### Directions:
Convert the items below into a two-column CSV with the headers "label_request" and "bounding_boxes," with one row per item. Place each item's text and its answer in separate quoted fields, replace any line breaks with spaces, and leave out the pictures.

### Records shown:
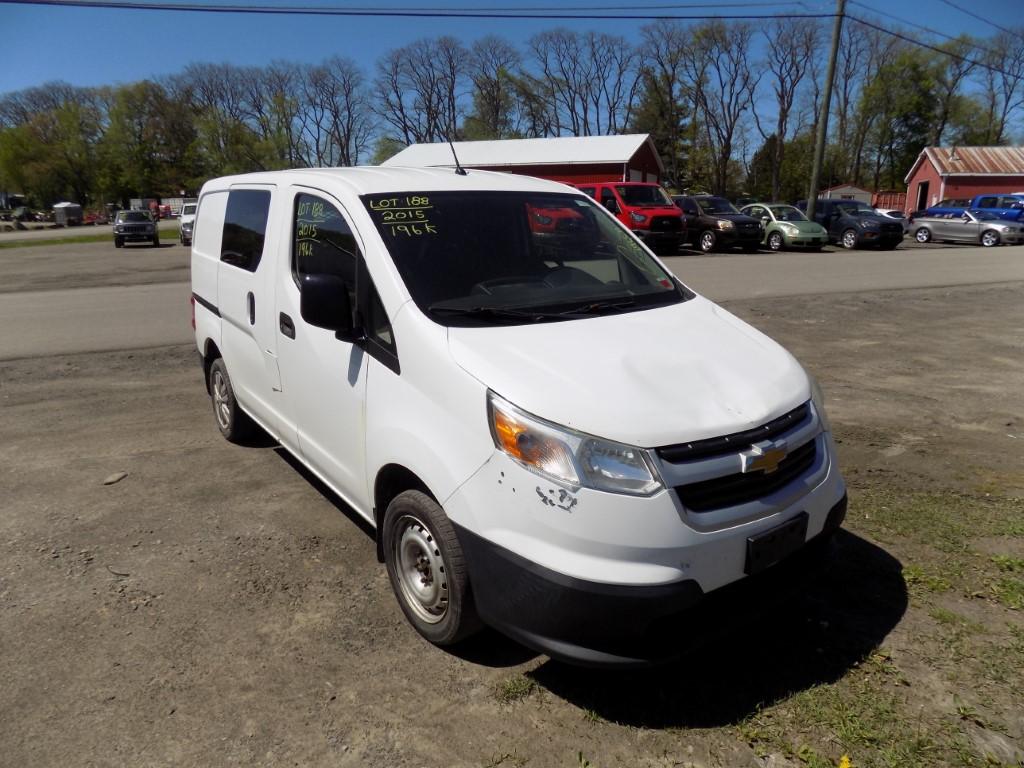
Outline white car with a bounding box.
[191,168,846,665]
[178,203,198,246]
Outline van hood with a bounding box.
[449,296,810,447]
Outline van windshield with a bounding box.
[362,191,691,326]
[615,184,673,206]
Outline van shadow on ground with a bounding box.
[529,530,907,728]
[268,448,907,728]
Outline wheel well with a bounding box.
[203,339,220,394]
[374,464,437,562]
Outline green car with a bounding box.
[742,203,828,251]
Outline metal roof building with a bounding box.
[382,133,665,183]
[903,146,1024,210]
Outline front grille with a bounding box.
[650,216,683,232]
[657,402,810,464]
[676,440,817,512]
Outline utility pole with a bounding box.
[807,0,846,221]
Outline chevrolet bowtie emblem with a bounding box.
[739,442,790,474]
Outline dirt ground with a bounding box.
[0,280,1024,768]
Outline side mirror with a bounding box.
[299,274,361,341]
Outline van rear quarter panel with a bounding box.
[191,189,227,354]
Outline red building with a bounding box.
[383,133,665,184]
[903,146,1024,212]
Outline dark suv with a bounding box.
[672,195,764,253]
[114,211,160,248]
[798,200,903,250]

### Response to this exercise:
label_request,bounding_boxes
"Outline white car with a bounding box.","[191,168,846,665] [178,203,198,246]"
"Outline van hood with a bounding box.","[449,296,810,447]"
"Outline van windshield with a bounding box.","[362,191,691,326] [615,184,673,206]"
"Outline van shadow on ground with a bounding box.","[529,530,907,728] [268,448,907,728]"
"Outline wheel well with a bounding box.","[203,339,220,394] [374,464,437,562]"
"Outline green car with a bounding box.","[742,203,828,251]"
"Outline metal roof building with a bounding box.","[382,133,665,183] [903,146,1024,210]"
"Outline front grille with a bounding box.","[650,216,683,232] [657,402,810,464] [676,440,817,512]"
"Outline utility pole with a bounding box.","[807,0,846,221]"
"Outline chevrolet bowtie emblem with a bounding box.","[739,442,790,474]"
"Outline dirt ground with a bounding box.","[0,280,1024,768]"
"Outline side mirror with a bounding box.","[299,274,361,341]"
"Outline van rear quarter panel with a bounding box.","[191,189,227,354]"
"Outline red building with a bounding box.","[383,133,665,184] [903,146,1024,212]"
"Outline dark suv with a bounding box.","[672,195,764,253] [114,211,160,248] [798,200,903,250]"